> Passage to read:
+++
Town offers balcony, soap box for RO MEOs

Richard Tedesco

It’s Monday afternoon and a group of elderly gentlemen are trading hospital-billing horror stories over sandwiches in the conference room of the Town of North Hempstead Department of Services for the Aging building in Roslyn Heights.

“You know what? Needle them. Get on them,” one man advised another.

The conversation turned to medical insurance fraud as it kept up a frenetic pace.

“People are coming up with new ways to scam the government,” one man said.

Then the conversation spun to presidential politics, and someone said he liked Donald Trump.

“If he’s such a good businessman, why did he go bankrupt two or three times?” another countered.

“Oliver North was my hero,” said someone else.

“What I want to do is decaffeinate the Tea Party,” another one quipped.

The eight men gathered in the room represented about half the number who have been attending the get-togethers of these ROMEOs (Retired Old Men Eating Out) as part of the town’s Project Independence program. Project Independence aims at assisting older residents to remain in their own households, and includes social interaction programs such as the ROMEOs.

Many of the elderly men in the group are widowers and enjoy the interaction with their peers.

“You hear a lot of different points of view. I think it opens up a lot of people’s minds,” said 89-year-old Lou Pasternak, who claims to be among the oldest member of the elderly men’s group.

“Everybody’s over 60. Some have wives, some don’t,” said 73-year-old Paul Glicksman. “It’s having a good conversation. It’s the camaraderie.”
+++
> Raw data:

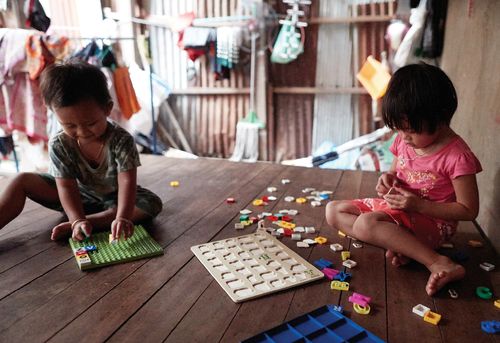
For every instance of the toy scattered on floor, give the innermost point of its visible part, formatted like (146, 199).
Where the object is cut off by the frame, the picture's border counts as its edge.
(487, 266)
(324, 324)
(254, 265)
(453, 294)
(492, 326)
(475, 244)
(99, 253)
(427, 314)
(484, 293)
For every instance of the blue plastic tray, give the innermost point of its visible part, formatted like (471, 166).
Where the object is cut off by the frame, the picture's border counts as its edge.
(321, 325)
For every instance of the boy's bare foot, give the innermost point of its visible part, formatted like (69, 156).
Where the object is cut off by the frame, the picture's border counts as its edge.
(443, 271)
(62, 230)
(397, 259)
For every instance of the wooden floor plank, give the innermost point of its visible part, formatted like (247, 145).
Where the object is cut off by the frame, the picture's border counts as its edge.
(245, 323)
(39, 329)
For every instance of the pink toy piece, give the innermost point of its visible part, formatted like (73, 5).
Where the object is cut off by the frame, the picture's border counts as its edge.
(329, 272)
(359, 299)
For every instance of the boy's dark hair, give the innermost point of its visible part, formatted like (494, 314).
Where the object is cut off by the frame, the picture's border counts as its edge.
(68, 83)
(419, 97)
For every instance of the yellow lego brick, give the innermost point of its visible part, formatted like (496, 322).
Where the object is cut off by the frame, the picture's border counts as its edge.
(345, 255)
(432, 317)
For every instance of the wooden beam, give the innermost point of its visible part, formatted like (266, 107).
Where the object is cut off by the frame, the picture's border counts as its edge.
(346, 20)
(318, 90)
(210, 91)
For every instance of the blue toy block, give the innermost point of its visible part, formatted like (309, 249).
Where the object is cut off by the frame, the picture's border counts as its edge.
(342, 276)
(325, 324)
(323, 263)
(492, 326)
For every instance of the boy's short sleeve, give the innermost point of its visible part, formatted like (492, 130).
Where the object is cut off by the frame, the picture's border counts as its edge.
(125, 152)
(61, 160)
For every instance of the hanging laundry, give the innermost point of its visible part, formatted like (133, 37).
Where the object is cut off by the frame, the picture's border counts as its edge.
(38, 56)
(229, 40)
(35, 15)
(125, 92)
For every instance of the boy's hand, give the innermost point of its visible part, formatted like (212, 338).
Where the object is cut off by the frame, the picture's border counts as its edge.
(384, 183)
(122, 225)
(81, 230)
(405, 200)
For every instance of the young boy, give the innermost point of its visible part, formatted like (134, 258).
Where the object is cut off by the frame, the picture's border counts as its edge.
(93, 162)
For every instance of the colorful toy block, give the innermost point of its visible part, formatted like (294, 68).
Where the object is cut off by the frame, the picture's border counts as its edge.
(330, 273)
(361, 309)
(140, 245)
(339, 285)
(492, 326)
(484, 293)
(420, 310)
(323, 263)
(349, 264)
(360, 299)
(432, 317)
(336, 247)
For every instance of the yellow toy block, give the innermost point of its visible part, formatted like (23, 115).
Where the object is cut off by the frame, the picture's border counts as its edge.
(345, 255)
(432, 317)
(285, 225)
(339, 285)
(320, 240)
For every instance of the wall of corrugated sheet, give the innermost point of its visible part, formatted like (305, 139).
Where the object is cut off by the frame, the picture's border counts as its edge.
(209, 121)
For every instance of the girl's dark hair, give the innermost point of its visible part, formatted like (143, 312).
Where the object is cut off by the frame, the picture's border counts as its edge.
(68, 83)
(420, 97)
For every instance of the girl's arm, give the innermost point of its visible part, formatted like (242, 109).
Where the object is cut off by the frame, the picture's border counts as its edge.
(69, 195)
(466, 207)
(127, 187)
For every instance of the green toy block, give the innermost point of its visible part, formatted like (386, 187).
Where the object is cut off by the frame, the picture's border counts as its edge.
(140, 245)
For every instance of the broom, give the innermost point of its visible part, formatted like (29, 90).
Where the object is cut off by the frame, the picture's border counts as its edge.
(246, 147)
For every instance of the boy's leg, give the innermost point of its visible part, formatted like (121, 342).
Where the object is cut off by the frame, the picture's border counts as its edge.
(375, 228)
(24, 185)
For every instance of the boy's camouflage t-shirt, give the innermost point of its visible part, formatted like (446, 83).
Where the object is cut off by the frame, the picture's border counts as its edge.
(120, 154)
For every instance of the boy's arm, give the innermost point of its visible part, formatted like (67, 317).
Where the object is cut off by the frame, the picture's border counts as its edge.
(69, 195)
(127, 187)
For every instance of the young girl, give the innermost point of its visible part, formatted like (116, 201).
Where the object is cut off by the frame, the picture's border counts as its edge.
(431, 184)
(93, 162)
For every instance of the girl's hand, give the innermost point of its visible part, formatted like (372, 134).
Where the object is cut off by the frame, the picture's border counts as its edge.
(122, 225)
(384, 183)
(81, 229)
(406, 200)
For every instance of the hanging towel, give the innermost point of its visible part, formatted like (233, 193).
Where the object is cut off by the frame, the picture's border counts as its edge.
(125, 92)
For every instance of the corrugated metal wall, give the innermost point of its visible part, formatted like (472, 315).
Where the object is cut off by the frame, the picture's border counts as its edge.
(209, 121)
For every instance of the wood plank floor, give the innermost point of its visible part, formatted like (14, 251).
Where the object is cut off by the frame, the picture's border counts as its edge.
(172, 298)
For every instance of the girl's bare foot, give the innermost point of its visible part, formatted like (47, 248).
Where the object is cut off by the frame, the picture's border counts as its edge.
(443, 271)
(60, 231)
(397, 259)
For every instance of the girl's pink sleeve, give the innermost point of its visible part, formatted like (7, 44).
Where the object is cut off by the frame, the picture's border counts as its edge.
(465, 163)
(395, 144)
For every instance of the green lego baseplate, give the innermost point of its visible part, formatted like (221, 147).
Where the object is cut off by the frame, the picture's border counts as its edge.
(140, 245)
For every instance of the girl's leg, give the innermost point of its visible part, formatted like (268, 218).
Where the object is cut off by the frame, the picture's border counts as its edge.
(100, 221)
(375, 228)
(24, 185)
(342, 215)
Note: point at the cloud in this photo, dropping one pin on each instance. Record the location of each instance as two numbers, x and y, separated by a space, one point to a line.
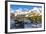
36 9
12 11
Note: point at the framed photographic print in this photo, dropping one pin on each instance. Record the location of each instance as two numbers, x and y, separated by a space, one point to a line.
23 16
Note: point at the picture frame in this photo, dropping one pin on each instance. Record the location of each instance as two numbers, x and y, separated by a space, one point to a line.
29 27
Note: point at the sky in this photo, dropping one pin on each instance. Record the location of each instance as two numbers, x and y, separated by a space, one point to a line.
22 7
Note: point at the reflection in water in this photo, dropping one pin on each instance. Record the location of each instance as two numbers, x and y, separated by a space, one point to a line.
23 24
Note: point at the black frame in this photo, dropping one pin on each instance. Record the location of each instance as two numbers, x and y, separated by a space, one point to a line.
21 2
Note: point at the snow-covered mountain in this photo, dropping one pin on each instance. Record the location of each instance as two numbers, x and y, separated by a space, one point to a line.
20 11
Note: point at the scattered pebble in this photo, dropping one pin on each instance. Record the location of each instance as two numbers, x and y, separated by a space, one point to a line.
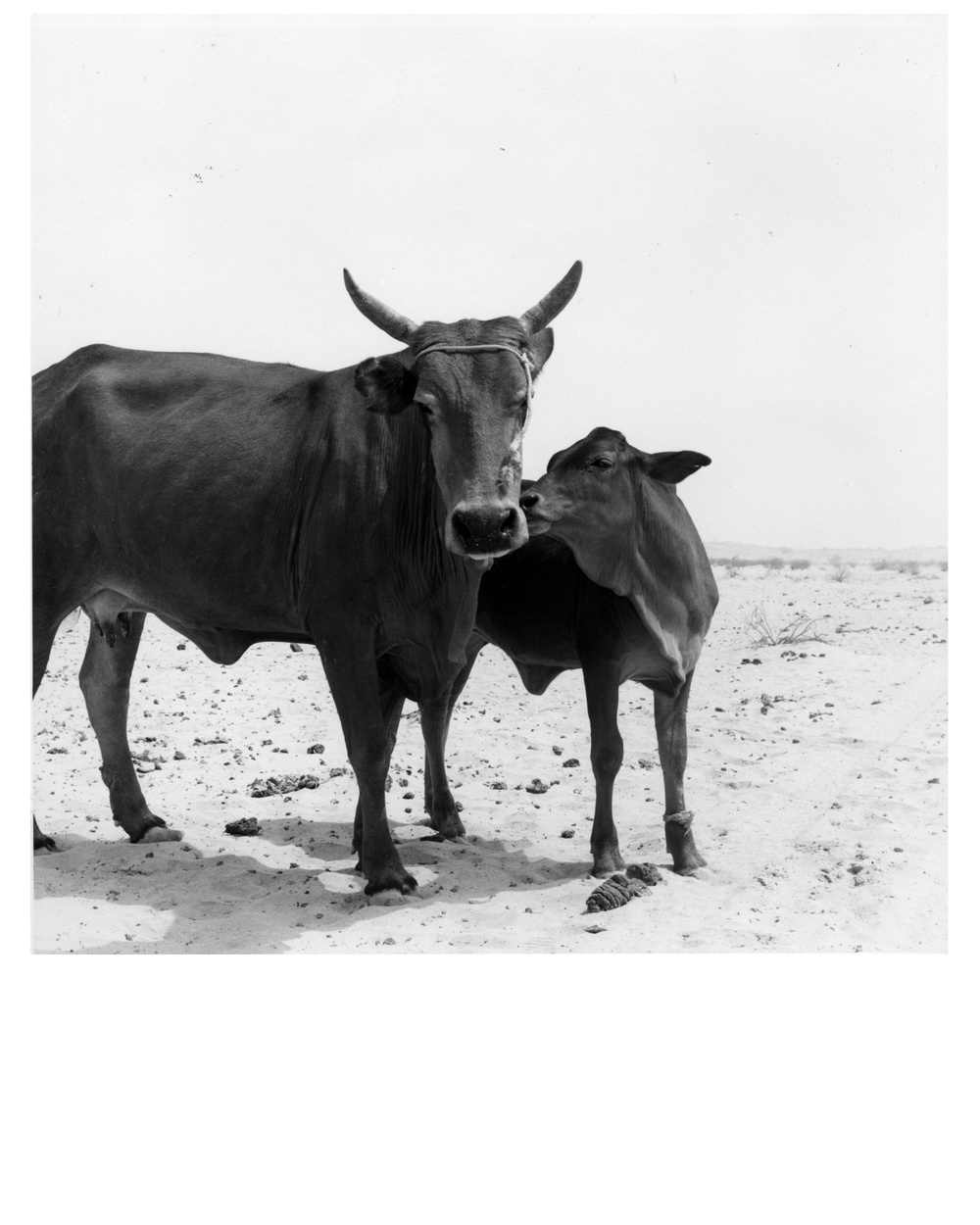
260 788
243 827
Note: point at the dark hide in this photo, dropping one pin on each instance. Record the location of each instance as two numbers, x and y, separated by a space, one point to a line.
245 503
543 609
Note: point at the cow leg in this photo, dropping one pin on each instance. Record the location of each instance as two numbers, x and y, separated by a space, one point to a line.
106 684
391 711
356 695
44 632
670 714
603 700
435 718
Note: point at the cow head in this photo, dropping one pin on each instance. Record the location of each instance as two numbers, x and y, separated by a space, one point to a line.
598 494
471 382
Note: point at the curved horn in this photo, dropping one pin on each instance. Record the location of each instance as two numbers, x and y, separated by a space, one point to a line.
553 303
400 327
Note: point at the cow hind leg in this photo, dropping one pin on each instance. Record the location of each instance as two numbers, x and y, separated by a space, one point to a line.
45 627
671 741
106 685
602 697
353 679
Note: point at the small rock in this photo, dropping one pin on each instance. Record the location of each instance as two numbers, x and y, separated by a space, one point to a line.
244 827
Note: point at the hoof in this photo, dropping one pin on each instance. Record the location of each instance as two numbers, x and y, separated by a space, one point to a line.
161 833
391 878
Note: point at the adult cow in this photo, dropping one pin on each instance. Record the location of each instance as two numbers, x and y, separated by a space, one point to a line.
620 586
248 503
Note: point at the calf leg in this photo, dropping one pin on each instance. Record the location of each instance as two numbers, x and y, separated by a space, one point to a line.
603 700
106 684
352 674
670 714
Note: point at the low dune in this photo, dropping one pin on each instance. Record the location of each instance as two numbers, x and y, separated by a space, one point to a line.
816 774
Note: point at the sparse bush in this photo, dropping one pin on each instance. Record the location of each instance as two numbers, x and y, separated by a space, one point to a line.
800 628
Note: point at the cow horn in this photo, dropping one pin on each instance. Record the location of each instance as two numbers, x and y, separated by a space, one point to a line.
400 327
553 303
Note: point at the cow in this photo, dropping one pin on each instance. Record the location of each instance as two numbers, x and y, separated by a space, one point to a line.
613 581
243 503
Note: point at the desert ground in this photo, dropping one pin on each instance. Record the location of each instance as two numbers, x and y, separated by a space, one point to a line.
816 774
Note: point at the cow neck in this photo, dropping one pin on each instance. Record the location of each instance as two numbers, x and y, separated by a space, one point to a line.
486 348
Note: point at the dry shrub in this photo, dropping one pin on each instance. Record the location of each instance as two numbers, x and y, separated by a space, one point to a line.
800 628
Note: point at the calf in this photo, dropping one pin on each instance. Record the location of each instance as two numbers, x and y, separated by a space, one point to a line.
613 581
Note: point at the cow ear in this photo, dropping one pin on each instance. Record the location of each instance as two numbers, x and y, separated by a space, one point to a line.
674 466
386 385
539 348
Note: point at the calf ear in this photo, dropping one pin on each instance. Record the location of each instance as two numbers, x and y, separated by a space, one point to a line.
539 348
386 385
674 466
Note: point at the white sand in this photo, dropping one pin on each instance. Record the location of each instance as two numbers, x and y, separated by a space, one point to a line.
819 823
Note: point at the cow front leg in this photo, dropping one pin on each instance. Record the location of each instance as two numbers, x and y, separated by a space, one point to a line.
670 714
603 699
352 674
391 711
106 684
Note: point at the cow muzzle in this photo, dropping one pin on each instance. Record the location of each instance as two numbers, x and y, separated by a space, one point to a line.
481 530
530 504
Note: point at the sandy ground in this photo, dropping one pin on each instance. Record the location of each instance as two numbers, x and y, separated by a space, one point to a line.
817 779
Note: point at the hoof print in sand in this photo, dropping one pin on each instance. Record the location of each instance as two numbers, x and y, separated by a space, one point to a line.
613 892
263 787
243 828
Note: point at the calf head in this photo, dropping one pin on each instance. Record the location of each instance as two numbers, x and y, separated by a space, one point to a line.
601 496
471 382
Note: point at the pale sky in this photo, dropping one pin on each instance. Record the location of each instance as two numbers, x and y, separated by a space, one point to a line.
760 205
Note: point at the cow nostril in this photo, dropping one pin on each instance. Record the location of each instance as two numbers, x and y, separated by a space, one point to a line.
462 529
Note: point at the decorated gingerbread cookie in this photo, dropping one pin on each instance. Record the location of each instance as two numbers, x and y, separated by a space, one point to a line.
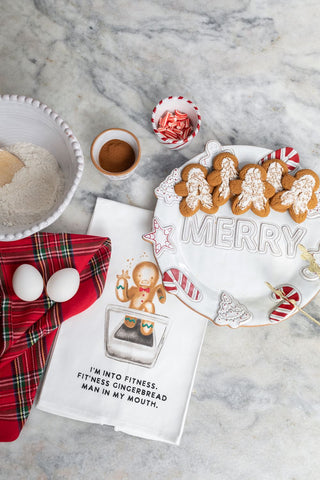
298 195
195 190
252 191
276 169
225 169
223 264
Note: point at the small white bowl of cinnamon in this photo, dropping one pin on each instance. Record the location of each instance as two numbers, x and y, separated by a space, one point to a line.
115 153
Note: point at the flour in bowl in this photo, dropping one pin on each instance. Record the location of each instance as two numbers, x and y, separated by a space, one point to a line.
34 189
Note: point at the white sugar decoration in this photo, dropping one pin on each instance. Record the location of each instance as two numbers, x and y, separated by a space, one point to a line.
199 190
315 212
300 194
231 312
160 237
252 190
274 176
228 172
212 149
165 190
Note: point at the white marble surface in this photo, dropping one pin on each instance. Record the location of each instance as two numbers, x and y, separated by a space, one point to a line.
253 69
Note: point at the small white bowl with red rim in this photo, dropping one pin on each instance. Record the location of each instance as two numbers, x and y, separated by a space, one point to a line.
177 135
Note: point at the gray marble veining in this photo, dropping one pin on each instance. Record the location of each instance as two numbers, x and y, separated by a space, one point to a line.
253 69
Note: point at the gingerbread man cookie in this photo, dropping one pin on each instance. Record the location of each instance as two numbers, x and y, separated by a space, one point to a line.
195 190
252 191
276 169
298 195
225 169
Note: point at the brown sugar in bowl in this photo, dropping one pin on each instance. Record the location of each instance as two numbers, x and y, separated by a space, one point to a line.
116 153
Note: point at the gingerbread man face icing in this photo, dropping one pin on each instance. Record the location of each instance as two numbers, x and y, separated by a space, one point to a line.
225 169
298 195
275 169
195 190
252 191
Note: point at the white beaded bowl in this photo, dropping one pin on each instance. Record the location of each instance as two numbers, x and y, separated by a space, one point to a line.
23 119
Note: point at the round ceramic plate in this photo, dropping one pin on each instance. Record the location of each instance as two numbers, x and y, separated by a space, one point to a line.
219 264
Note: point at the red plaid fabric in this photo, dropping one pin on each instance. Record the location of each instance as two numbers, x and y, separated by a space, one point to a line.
28 328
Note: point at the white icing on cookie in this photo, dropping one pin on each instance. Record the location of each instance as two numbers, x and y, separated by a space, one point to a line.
274 176
315 212
228 172
300 194
199 189
252 191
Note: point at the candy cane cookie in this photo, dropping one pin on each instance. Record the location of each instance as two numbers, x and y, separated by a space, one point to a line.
195 190
298 195
225 169
284 308
174 279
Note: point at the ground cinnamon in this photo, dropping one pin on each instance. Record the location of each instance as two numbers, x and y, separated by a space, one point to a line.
116 156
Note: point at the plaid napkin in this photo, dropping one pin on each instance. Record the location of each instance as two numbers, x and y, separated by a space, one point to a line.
28 328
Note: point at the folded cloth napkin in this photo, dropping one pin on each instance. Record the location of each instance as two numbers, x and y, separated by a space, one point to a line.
28 329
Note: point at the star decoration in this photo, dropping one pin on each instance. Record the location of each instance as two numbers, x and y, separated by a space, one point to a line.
160 237
166 191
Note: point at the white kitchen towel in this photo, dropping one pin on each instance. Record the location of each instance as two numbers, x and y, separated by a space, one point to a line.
129 360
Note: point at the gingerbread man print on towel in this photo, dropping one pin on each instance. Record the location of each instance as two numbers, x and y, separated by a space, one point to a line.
298 195
252 191
145 276
195 190
225 169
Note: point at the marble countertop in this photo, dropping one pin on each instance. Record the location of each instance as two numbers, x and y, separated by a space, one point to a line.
253 69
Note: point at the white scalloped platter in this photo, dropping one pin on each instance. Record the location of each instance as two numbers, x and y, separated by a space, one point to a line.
218 264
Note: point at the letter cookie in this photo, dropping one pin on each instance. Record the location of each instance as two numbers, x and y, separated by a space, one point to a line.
298 195
225 168
252 191
195 190
276 169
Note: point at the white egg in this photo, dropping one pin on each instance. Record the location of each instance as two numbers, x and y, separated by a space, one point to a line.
27 283
63 284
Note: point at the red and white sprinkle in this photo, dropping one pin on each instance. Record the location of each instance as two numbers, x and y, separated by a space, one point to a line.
176 126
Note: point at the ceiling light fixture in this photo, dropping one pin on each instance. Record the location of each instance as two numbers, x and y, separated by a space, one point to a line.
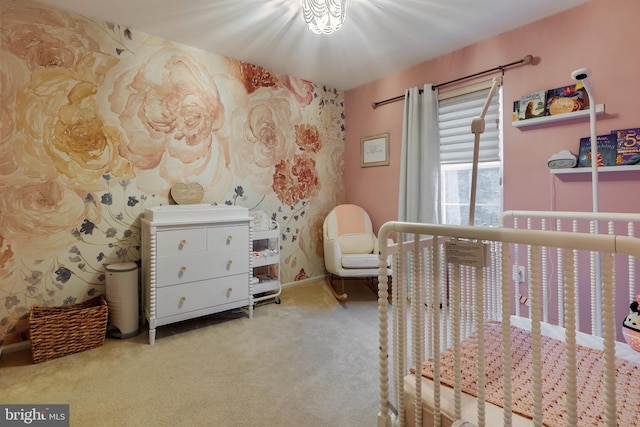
324 16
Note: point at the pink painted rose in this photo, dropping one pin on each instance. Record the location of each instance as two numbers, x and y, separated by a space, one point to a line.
47 37
296 180
172 116
301 89
64 133
38 219
264 134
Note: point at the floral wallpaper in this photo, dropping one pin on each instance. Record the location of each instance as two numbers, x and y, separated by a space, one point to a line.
98 121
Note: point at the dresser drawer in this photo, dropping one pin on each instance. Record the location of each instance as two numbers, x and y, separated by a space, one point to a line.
184 268
227 238
188 240
188 297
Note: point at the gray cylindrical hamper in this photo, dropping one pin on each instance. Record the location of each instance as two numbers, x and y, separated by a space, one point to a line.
121 284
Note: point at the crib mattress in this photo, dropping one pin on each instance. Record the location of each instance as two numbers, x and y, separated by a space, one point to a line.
469 404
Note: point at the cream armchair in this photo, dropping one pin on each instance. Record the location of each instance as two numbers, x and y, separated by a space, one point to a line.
350 247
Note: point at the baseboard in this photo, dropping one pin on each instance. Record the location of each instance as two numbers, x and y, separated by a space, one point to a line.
18 346
305 281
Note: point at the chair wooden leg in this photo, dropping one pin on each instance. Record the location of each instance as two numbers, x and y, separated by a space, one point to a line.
339 297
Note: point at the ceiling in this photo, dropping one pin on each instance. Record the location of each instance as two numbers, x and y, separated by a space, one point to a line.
379 37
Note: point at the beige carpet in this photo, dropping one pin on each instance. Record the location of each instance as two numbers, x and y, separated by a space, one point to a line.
309 361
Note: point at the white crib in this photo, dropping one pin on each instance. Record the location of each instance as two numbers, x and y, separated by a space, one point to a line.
461 281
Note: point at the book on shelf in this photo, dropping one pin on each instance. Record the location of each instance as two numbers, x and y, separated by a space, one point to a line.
628 146
566 99
607 147
532 105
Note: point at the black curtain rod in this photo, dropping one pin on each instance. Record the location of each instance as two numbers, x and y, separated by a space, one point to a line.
526 60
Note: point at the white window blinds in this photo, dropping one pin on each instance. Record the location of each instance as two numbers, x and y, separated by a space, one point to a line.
456 110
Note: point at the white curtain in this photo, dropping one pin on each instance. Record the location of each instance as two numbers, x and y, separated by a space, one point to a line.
419 199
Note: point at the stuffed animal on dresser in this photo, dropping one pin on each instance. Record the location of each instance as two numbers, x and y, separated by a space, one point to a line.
631 325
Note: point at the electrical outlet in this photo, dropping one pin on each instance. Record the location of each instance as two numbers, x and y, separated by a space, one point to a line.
518 273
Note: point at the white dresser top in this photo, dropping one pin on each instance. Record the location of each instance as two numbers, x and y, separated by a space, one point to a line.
195 212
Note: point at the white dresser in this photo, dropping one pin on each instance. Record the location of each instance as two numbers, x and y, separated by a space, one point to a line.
195 261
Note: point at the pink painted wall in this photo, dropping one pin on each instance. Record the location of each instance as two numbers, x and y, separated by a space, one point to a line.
601 35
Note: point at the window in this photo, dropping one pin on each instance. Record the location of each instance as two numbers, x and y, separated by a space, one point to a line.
456 110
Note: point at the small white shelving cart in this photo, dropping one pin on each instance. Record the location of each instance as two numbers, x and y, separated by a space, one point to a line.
265 264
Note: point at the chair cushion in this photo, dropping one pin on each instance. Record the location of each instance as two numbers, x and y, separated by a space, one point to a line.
355 243
360 261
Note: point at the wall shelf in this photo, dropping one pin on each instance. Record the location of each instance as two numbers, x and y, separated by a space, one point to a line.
557 118
621 168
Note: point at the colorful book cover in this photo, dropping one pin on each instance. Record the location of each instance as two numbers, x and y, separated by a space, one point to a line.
532 105
628 145
607 150
566 99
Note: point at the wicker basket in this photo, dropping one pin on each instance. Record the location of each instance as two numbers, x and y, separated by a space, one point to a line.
+++
> Assigned task 1: How would you sum up the ROMEOs article in two sentences?
> Assigned task 2: Could you pick up the ROMEOs article after its final sentence and keep it going?
The rows play no part in what is asked here.

> Answer 1: Over sandwiches at the Town of North Hempstead Department of Services for the Aging building in Roslyn Heights, a group of elderly men called the ROMEOs (Retired Old Men Eating Out) swap views on subjects ranging from hospital billing and insurance fraud to presidential politics. The group is part of the town's Project Independence program, which helps older residents remain in their own households, and members such as Lou Pasternak and Paul Glicksman value the varied points of view and the camaraderie.

> Answer 2:
Dave Linden, 82, saw a newspaper article about ROMEOs in another area of Long Island and approached the town about starting a similar group and several months ago.

A short time later, the Town of North Hempstead ROMEOs held their first meeting.

“Men do not congregate socially as women do. I thought it would be great for socializing,” Linden said.

The men have had two meetings at diners, but didn’t find it to be the right environment for a group discussion. So they’ve been convening at 12:30 p.m. with their brown lunch bags at the Department of Services for the Aging headquarters to the delight of department Commissioner Evelyn Roth.

Roth said things have worked out so well that the group is threatening to out-grow the building’s conference room.

“I think we’re going to have to. I’m sure that we’re going to have another ROMEOs group,” said Evelyn Roth. “They enjoy getting out and just having someone to argue with.”

And she said some elderly women in the community have been asking why a Juliets group can’t be established.

Meanwhile, the North Hempstead ROMEOs reached a consensus on Monday to scout out some area diners so they could live up to the group’s acronym. But there wasn’t a consensus on much else at the two-hour luncheon.

“If we don’t raise the debt ceiling, there is no way the American government can do business,” Linden said.

Another man who’d already identified himself as a Ronald Reagan fan turned the discussion to the very long-term risk of Muslims taking over the U.S.

“They have a plan. They take 300 years,” he said.

“They’re not taking over. Where are they taking over?” another countered.

“Every mosque in the U.S. is loaded with ammunition and bombs,” the Reagan man replied.

“You have to be very careful about what you see on TV and what you read in the newspapers,” someone else chimed in.

No one disagreed with him and for just a moment, there was a pause in the conversation.